Extrait —
Les marchés financiers des différents pays vivent toujours au rythme de Wall Street. La mode du Black Friday a traversé l’Océan atlantique et n’a pas pâti de la grogne des gilets jaunes qui demandent une baisse du prix de l’essence pour justement consommer davantage. La question est de savoir si Thanksgiving a conclu une période d’ajustement des marchés ou marque-t-il une rupture dans le processus de valorisation des actions. En raison justement de Thanksgiving, la semaine dernière, les marchés américains ont tourné au ralenti.

Pour autant, es investisseurs présents ont continué à juger sévèrement les valeurs technologiques. Apple a enregistré vendredi sa quatrième séance de baisse d'affilée (et la neuvième en onze). La marque à la pomme a perdu 20 % de sa valeur depuis le début du mois de novembre. Cette valeur était jugée par de nombreux analystes surévaluée. Apple dépend de plus en plus d’un seul produit qui lui offre de confortables marges mais qui subit la concurrence de modèles chinois ou coréens.

Consigne donnée 1 —
D'après l'extrait, répondez à ces trois questions :
(a) Quelle mode a traversé l'Océan atlantique ?
(b) Combien de séances de baisse d'affilée Apple a-t-il enregistrées vendredi ?
(c) Depuis quand la marque à la pomme a-t-elle perdu 20 % de sa valeur ?
Consigne donnée 2 — Rédigez, s'il vous plaît, la suite de l'extrait sur les marchés financiers, en partant de sa dernière phrase.
La liste qui vient ensuite n'a aucun lien avec l'extrait.

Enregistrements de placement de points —
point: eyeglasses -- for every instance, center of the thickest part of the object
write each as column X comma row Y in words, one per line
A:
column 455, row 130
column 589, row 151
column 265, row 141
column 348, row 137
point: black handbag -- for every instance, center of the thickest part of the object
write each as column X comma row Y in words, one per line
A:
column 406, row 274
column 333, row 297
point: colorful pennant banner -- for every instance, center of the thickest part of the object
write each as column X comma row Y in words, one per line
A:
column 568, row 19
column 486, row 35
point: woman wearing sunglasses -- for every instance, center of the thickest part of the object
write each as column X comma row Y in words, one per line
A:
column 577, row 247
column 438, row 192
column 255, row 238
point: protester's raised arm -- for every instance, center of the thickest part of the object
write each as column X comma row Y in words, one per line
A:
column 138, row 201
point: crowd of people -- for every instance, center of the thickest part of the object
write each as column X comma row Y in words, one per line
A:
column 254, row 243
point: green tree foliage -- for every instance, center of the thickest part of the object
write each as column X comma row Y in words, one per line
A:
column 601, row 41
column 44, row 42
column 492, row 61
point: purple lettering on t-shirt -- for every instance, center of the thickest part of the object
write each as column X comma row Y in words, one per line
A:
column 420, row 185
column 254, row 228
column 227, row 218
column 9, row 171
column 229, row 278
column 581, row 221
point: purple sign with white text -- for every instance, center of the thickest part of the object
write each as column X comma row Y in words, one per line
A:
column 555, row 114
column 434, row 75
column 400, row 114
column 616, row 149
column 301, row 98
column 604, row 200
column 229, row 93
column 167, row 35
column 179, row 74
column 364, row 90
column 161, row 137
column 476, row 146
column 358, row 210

Bonne réponse 1 —
(a) La mode du Black Friday.
(b) Quatre séances.
(c) Depuis le début du mois de novembre.

Bonne réponse 2 —
Les marchés au-delà de la correction des valeurs technologiques commencent à intégrer un changement de rapport de force entre actions et obligations. Dans quelques jours, la FED devrait procéder à sa quatrième hausse de l’année. Les anticipations jouent donc contre les actions. En une semaine, le Dow Jones a perdu près de 4,5 % et le Nasdaq un peu plus de 4 %. Ce dernier indice a reculé de 7 % depuis le 1er novembre. Il n’est pas non plus sans lien avec les sanctions commerciales engagées contre la Chine. Les entreprises technologiques pourraient voir leurs ventes reculer en Chine et subir des hausses de coûts sur les biens intermédiaires entrant dans la composition de leurs produits.

La bourse de Paris et celle de Tokyo ont été touchées par l’affaire Carlos Gohn. Au-delà des considérations fiscales et éventuellement judiciaires de cette affaire, force est de constater que la malédiction du « numéro 1 » a encore frappé.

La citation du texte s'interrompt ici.